START Given entries

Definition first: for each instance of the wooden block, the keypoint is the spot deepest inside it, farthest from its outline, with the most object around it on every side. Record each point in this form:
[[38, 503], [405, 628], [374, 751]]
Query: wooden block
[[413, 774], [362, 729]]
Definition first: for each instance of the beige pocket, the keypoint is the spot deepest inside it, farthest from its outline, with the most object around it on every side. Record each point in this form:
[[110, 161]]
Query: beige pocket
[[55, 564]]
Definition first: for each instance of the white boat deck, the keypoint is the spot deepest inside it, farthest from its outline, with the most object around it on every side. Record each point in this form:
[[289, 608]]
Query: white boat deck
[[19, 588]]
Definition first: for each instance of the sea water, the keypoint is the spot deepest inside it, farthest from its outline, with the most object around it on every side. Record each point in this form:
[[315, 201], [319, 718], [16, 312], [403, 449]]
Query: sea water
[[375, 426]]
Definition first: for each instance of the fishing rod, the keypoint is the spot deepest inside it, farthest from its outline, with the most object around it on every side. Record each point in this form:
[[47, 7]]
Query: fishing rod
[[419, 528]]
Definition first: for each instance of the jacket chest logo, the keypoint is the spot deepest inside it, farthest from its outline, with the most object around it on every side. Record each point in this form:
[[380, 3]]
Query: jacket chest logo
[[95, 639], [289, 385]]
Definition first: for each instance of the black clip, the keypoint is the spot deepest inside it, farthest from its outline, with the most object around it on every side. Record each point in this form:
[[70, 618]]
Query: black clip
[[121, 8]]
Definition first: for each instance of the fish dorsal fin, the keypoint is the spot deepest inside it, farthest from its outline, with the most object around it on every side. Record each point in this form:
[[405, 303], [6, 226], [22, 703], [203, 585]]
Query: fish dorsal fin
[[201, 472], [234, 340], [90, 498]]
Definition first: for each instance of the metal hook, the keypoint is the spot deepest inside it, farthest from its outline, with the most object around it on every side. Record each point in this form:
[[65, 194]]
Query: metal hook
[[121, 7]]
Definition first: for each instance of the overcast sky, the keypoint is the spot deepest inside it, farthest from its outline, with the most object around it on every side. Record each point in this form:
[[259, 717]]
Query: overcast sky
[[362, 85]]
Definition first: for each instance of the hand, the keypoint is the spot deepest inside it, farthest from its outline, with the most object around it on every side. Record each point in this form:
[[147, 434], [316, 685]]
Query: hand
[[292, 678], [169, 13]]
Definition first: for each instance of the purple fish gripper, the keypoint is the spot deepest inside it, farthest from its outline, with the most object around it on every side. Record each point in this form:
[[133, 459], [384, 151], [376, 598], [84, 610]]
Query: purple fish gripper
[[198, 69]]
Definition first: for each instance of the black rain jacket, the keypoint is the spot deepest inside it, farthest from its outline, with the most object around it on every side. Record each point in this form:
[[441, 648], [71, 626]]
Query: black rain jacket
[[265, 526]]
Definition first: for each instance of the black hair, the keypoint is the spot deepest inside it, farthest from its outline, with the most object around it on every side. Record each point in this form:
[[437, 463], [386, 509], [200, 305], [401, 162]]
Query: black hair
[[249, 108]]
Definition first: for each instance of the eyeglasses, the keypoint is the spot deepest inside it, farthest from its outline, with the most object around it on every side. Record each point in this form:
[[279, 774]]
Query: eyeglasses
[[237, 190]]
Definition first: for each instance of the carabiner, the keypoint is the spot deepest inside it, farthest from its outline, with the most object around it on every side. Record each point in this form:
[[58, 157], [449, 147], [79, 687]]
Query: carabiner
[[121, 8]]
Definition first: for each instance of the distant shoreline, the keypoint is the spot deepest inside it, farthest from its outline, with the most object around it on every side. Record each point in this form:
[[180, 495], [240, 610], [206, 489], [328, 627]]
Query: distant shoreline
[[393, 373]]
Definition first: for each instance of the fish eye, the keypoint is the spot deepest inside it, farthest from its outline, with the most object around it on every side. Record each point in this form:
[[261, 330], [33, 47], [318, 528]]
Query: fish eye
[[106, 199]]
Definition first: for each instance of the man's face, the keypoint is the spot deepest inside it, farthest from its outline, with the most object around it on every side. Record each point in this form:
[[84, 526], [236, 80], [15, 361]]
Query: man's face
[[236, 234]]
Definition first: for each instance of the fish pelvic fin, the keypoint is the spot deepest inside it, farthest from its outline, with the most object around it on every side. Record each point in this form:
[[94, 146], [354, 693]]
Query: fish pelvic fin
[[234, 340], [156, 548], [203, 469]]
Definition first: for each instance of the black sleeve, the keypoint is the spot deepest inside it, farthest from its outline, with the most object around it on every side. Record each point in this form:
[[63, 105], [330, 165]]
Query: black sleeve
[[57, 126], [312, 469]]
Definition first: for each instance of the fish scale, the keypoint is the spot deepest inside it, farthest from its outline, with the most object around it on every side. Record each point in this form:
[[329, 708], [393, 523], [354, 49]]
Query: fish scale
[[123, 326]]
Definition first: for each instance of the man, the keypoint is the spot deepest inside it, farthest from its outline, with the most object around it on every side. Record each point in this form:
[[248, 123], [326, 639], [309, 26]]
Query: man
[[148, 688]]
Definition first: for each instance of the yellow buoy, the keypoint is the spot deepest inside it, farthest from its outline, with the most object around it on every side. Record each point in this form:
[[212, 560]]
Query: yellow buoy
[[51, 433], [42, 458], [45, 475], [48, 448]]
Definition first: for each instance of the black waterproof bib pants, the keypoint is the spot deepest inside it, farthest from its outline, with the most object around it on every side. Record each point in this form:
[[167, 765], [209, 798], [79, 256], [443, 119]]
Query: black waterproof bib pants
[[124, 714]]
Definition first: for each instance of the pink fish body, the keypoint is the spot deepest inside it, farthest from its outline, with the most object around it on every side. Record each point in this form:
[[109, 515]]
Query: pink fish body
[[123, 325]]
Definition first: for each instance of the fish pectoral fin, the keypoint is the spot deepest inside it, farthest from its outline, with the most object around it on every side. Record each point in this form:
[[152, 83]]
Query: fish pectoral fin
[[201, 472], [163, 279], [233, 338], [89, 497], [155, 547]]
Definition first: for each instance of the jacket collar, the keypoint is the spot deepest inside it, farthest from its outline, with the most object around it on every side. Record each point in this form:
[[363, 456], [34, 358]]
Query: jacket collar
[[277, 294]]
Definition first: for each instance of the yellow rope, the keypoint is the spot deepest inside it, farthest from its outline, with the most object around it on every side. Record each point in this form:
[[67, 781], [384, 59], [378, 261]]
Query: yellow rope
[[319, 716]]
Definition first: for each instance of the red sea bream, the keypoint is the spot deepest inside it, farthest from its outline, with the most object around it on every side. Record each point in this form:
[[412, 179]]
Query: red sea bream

END Given entries

• [Problem requirements]:
Please reproduce all of the entries above word for word, line by line, with nothing altered.

• [Result for this exercise]:
Definition first: for each instance of the wooden block, the keypoint is the spot deepest inside it, farthest from its outline, with the most object around it on every side. Record each point in this form:
[[38, 503], [405, 628], [374, 751]]
Query: wooden block
[[413, 774], [362, 729]]
Definition first: for each instance of the beige pocket, the keypoint is the spot deepest inside it, farthest from its outline, with the most object around it on every side. Record each point in this form:
[[110, 161]]
Query: beige pocket
[[55, 564]]
Definition first: for each instance of the white boat deck, the keypoint is the spot deepest inside it, farthest from its outline, with the most object around it on every side. Record each point in this form:
[[289, 608]]
Query: white boat deck
[[19, 588]]
Definition first: for each instance of the sea water, the keypoint is the spot deepest inside it, farthest from its outline, with the most object around it on every side. Record each point in this form:
[[315, 201], [319, 718], [16, 312], [403, 449]]
Query: sea water
[[375, 426]]
Definition first: for each instance of the fishing rod, the keypoint is the spot deepest inside it, farthest from its outline, with the most object around it on every side. Record each point in this form:
[[47, 7]]
Query: fishing rod
[[419, 528]]
Definition first: for each instance of the jacket chest logo, the keypoint is the spot deepest inside it, farthest from its outline, with the most object around it on every side. Record each point in this form:
[[380, 3]]
Query: jacket chest logo
[[95, 639], [289, 385]]
Definition first: for each instance of the black clip, the keypoint is the spot deepest inside it, farthest from its outline, with the most object around it on every side. Record each point in this form:
[[70, 618]]
Query: black clip
[[121, 8]]
Definition first: for each instance of the fish dorsal fin, the keypoint is the spot deepest inside it, farthest from its outline, with the most object around it on every side. Record each point in this form:
[[405, 303], [6, 226], [22, 703], [203, 585]]
Query: fish dorsal fin
[[201, 472], [234, 340], [90, 498]]
Definition first: for each instance of the metal hook, the keypoint is the spot deepest inside it, farthest from its outline, with the most object around it on every side. Record each point in this form:
[[65, 194]]
Query: metal hook
[[121, 7]]
Definition first: for each instance of the overcast sky, the keypoint is the spot deepest inside it, farthest from its outline, with the most object around it on every side. Record each point in this form:
[[259, 717]]
Query: overcast sky
[[362, 85]]
Definition first: for each instance of the hand, the keypoint is the spot deepest inside it, farthest from its outline, with the most object around it on every side. Record each point in this form:
[[147, 434], [316, 685]]
Query: hand
[[292, 678], [169, 13]]
Definition first: for each instance of the purple fish gripper, the keypoint is the spot deepest inside it, farthest from its outline, with the most object around it on every side. Record each point in this form:
[[133, 459], [384, 151], [376, 598], [84, 610]]
Query: purple fish gripper
[[198, 69]]
Definition first: for each instance of the black rain jacket, the keypoint is the spot deepest inside it, farthest from its outline, with the most object around it on every side. Record each point in this form:
[[441, 648], [71, 626]]
Query: black rain jacket
[[265, 526]]
Definition first: for each instance of the black hair, the keypoint is the spot deepest inside it, farthest from its outline, with the most object around it on every side. Record each point in this form:
[[437, 463], [386, 509], [200, 305], [401, 162]]
Query: black hair
[[249, 108]]
Definition first: for each instance of the eyeglasses, the keypoint is the spot deepest inside it, farthest from its outline, with the most object around it on every side. Record each point in this form:
[[279, 774]]
Query: eyeglasses
[[237, 190]]
Definition first: for each instance of the carabiner, the keypoint is the spot deepest inside it, farthest from its outline, with the most object around it on every side. Record each point in this form:
[[58, 157], [449, 147], [79, 687]]
Query: carabiner
[[121, 8]]
Definition first: for each instance of the distant shoreline, the keypoint is the spot deepest inside it, farthest from its outline, with the most object around it on every side. Record each point in this form:
[[180, 495], [240, 610], [206, 489], [328, 627]]
Query: distant shoreline
[[393, 373]]
Definition first: for each instance of the fish eye, the keypoint is the spot deepest inside it, farthest from its outline, with the most object around it on every side. Record each point in this form:
[[261, 330], [33, 47], [318, 528]]
Query: fish eye
[[106, 199]]
Definition first: for each instance of the man's face, the keypoint is the spot deepest inside it, farthest from its outline, with the most object around it on every side. Record each point in this form:
[[84, 526], [236, 80], [15, 361]]
Query: man's face
[[236, 234]]
Definition first: for each instance of the fish pelvic fin, the keypoint is the spot deepest inside it, farthest from its outline, with the most object around it on every side. Record each point in this form:
[[94, 146], [354, 693]]
Query: fish pelvic fin
[[234, 340], [156, 548], [203, 469]]
Definition first: for each instance of the black sleeve, the keypoint is the spot deepest inside it, farthest from its outline, with the most object around it on every side. Record each point in this form:
[[63, 105], [330, 165]]
Query: black sleeve
[[57, 126], [312, 469]]
Definition first: for each instance of the fish scale, the keypoint is the spot deepest inside it, farthest from its outline, with the most object around it on every side. Record each point in this form:
[[329, 708], [393, 523], [354, 49]]
Query: fish scale
[[123, 326]]
Definition first: for each instance of the man, the keypoint is the spot deepest inside it, farthest from its outline, with the most object around it on every side. Record each point in this form:
[[248, 123], [326, 639], [309, 26]]
Query: man
[[148, 688]]
Definition first: for each instance of the yellow buoy, the keypoint is the spot deepest inside it, farthest from its outline, with the most object around it on every side. Record each point in this form:
[[212, 560]]
Query: yellow buoy
[[51, 433], [42, 458], [45, 475], [48, 448]]
Definition first: for each instance of the black waterproof bib pants, the keypoint is the spot deepest inside it, farthest from its outline, with the most object around it on every side. Record each point in this form:
[[167, 765], [209, 798], [79, 256], [443, 119]]
Query: black waterproof bib pants
[[124, 714]]
Definition first: for each instance of the pink fish body, the keypoint is the spot deepest inside it, farthest from its outline, with the most object around it on every side. Record each point in this form:
[[109, 515]]
Query: pink fish body
[[123, 325]]
Definition first: for each instance of the fish pectoral fin, the keypoint is the spot deepest inside it, farthest from its outline, with the most object around it on every side. Record each point in this form:
[[152, 83]]
Query: fish pectoral fin
[[201, 472], [163, 279], [233, 338], [89, 497], [155, 547]]
Definition first: for each instance of the jacket collar, the keypoint is the spot deepest inside it, farthest from its outline, with the most object around it on every side. Record each point in this form:
[[363, 456], [34, 358]]
Query: jacket collar
[[277, 294]]
Definition first: for each instance of the yellow rope, the keypoint is the spot deepest inside it, farthest from its outline, with the most object around it on every side. Record each point in this form:
[[67, 781], [384, 59], [378, 261]]
Query: yellow rope
[[319, 716]]
Definition first: for each instance of the red sea bream, the keypoint is the spot deepest inside it, farthest from its outline, with the most object around it on every side. Record each point in this form:
[[412, 179]]
Query: red sea bream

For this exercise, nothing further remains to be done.